● **INPUT RECORDS**:
*** Begin section ***
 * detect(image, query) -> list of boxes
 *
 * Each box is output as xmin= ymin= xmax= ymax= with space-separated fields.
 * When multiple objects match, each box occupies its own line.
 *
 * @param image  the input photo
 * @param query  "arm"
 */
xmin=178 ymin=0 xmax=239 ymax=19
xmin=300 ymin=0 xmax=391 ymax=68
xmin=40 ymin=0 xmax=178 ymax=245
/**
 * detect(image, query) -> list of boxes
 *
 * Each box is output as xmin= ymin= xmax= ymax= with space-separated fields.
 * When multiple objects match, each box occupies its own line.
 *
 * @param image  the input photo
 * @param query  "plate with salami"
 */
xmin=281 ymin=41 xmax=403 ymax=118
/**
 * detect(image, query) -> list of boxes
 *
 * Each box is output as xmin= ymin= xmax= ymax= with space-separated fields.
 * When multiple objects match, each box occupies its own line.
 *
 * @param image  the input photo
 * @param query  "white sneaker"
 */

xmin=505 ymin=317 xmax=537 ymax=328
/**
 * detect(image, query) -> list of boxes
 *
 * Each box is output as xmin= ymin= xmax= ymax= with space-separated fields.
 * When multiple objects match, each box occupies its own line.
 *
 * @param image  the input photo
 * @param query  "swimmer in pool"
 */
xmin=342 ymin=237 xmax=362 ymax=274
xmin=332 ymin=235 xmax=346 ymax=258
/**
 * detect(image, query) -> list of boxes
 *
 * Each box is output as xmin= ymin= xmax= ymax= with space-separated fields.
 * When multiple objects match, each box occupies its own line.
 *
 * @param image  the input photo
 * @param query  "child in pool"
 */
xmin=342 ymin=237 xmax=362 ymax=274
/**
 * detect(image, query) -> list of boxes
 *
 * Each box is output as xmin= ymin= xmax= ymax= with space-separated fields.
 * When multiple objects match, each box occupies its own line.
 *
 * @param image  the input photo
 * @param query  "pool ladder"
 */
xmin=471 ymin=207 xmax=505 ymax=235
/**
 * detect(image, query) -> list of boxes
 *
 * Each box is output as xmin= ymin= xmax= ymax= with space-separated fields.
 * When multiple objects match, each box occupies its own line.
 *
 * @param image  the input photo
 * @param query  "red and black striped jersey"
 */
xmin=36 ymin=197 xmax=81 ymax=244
*** End section ***
● **TO DO**: Reprint every entry exactly.

● **PROBLEM SOLUTION**:
 * detect(image, query) -> list of boxes
 *
 * Each box is output as xmin= ymin= xmax= ymax= with space-separated fields.
 * When multiple objects match, each box occupies its own line.
 *
 * @param image  the input photo
 * @param query  "arm"
 */
xmin=178 ymin=0 xmax=239 ymax=19
xmin=300 ymin=0 xmax=391 ymax=68
xmin=40 ymin=0 xmax=178 ymax=245
/**
 * detect(image, query) -> list of boxes
 *
 * Each box is output as xmin= ymin= xmax= ymax= with space-separated fields.
 * When multiple objects match, each box occupies its own line.
 *
 * @param image  the input photo
 * @param query  "plate with salami"
 */
xmin=281 ymin=41 xmax=403 ymax=118
/**
 * detect(image, query) -> list of boxes
 *
 * Each box is output as xmin= ymin= xmax= ymax= with space-separated fields.
 * When multiple objects match, each box occupies its own line.
 *
 * @param image  the input photo
 * @param query  "white sneaker"
 */

xmin=505 ymin=317 xmax=537 ymax=328
/**
 * detect(image, query) -> list of boxes
 *
 * Each box is output as xmin= ymin= xmax= ymax= with space-separated fields.
 * When multiple objects match, each box occupies its own line.
 *
 * @param image  the input photo
 * @param query  "swimmer in pool"
 */
xmin=342 ymin=237 xmax=362 ymax=274
xmin=332 ymin=235 xmax=346 ymax=258
/**
 * detect(image, query) -> list of boxes
 *
 * Each box is output as xmin= ymin= xmax= ymax= with space-separated fields.
 * When multiple objects match, each box occupies its own line.
 *
 * @param image  the input photo
 * @param query  "child in pool"
 */
xmin=342 ymin=237 xmax=362 ymax=274
/**
 * detect(image, query) -> list of boxes
 *
 * Each box is output as xmin= ymin= xmax= ymax= with space-separated fields.
 * When multiple objects match, each box occupies its own line.
 *
 * @param image  the input photo
 * @param query  "pool ladder"
 */
xmin=471 ymin=207 xmax=505 ymax=235
/**
 * detect(image, query) -> list of boxes
 *
 * Each box is output as xmin= ymin= xmax= ymax= with space-separated fields.
 * When multiple objects match, each box occupies its own line.
 *
 * @param image  the input photo
 * @param query  "red and black striped jersey"
 */
xmin=36 ymin=197 xmax=81 ymax=244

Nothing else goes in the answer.